#### Exercise:
Each line below should be quoted exactly, please.

Items from a dataset
^^^^^^^^^^^^^^^^
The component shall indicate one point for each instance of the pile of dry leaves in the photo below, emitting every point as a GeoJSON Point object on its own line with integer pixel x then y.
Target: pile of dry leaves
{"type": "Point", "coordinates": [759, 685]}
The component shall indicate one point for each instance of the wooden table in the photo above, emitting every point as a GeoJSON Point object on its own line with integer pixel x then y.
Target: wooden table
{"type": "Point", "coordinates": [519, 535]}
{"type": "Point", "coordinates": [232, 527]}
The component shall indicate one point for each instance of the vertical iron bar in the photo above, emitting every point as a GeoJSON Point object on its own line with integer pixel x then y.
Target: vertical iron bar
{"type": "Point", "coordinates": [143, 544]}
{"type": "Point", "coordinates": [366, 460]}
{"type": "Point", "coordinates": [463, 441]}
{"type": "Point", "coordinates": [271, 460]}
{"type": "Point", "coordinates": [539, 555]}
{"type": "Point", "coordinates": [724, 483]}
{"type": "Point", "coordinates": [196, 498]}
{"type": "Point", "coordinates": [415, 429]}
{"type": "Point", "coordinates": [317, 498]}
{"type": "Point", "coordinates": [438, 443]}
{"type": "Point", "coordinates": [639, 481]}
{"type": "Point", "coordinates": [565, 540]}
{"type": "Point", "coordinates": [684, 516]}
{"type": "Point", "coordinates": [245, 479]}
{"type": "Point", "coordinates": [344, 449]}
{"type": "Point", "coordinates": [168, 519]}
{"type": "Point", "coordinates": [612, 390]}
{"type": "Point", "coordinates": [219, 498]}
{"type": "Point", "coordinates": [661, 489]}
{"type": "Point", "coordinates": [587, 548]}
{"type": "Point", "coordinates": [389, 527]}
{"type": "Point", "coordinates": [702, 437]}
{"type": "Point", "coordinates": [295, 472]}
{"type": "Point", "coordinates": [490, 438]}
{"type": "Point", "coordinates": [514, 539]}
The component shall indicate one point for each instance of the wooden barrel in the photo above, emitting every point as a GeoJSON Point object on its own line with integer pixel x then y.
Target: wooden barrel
^^^^^^^^^^^^^^^^
#### Completed exercise:
The component shall indicate one point for each instance of the pile of dry leaves in the photo below, emitting every point as a GeoJSON Point object on its own line with integer pixel x then y.
Target: pile of dry leaves
{"type": "Point", "coordinates": [759, 685]}
The component shall indicate one point for each instance of the wooden table in the photo above, emitting every point as a GeoJSON Point object on its own line with integer pixel x then y.
Target: wooden table
{"type": "Point", "coordinates": [519, 535]}
{"type": "Point", "coordinates": [232, 527]}
The component shall indicate one point for each instance of the vertical iron bar in the photo above, emitting every point as a GeoJSON Point object on its own line with integer pixel x then y.
Target: vertical iron bar
{"type": "Point", "coordinates": [143, 544]}
{"type": "Point", "coordinates": [366, 460]}
{"type": "Point", "coordinates": [463, 441]}
{"type": "Point", "coordinates": [271, 460]}
{"type": "Point", "coordinates": [539, 555]}
{"type": "Point", "coordinates": [724, 483]}
{"type": "Point", "coordinates": [196, 498]}
{"type": "Point", "coordinates": [415, 429]}
{"type": "Point", "coordinates": [317, 498]}
{"type": "Point", "coordinates": [438, 443]}
{"type": "Point", "coordinates": [639, 481]}
{"type": "Point", "coordinates": [565, 540]}
{"type": "Point", "coordinates": [684, 516]}
{"type": "Point", "coordinates": [245, 479]}
{"type": "Point", "coordinates": [344, 449]}
{"type": "Point", "coordinates": [168, 519]}
{"type": "Point", "coordinates": [612, 390]}
{"type": "Point", "coordinates": [219, 498]}
{"type": "Point", "coordinates": [661, 489]}
{"type": "Point", "coordinates": [587, 548]}
{"type": "Point", "coordinates": [389, 527]}
{"type": "Point", "coordinates": [702, 437]}
{"type": "Point", "coordinates": [295, 472]}
{"type": "Point", "coordinates": [490, 438]}
{"type": "Point", "coordinates": [514, 539]}
The component shall indicate one point for each instance of the wooden barrel in the photo above, emitting every point as a GeoJSON Point object on its own line with integer pixel x then y.
Target: wooden barrel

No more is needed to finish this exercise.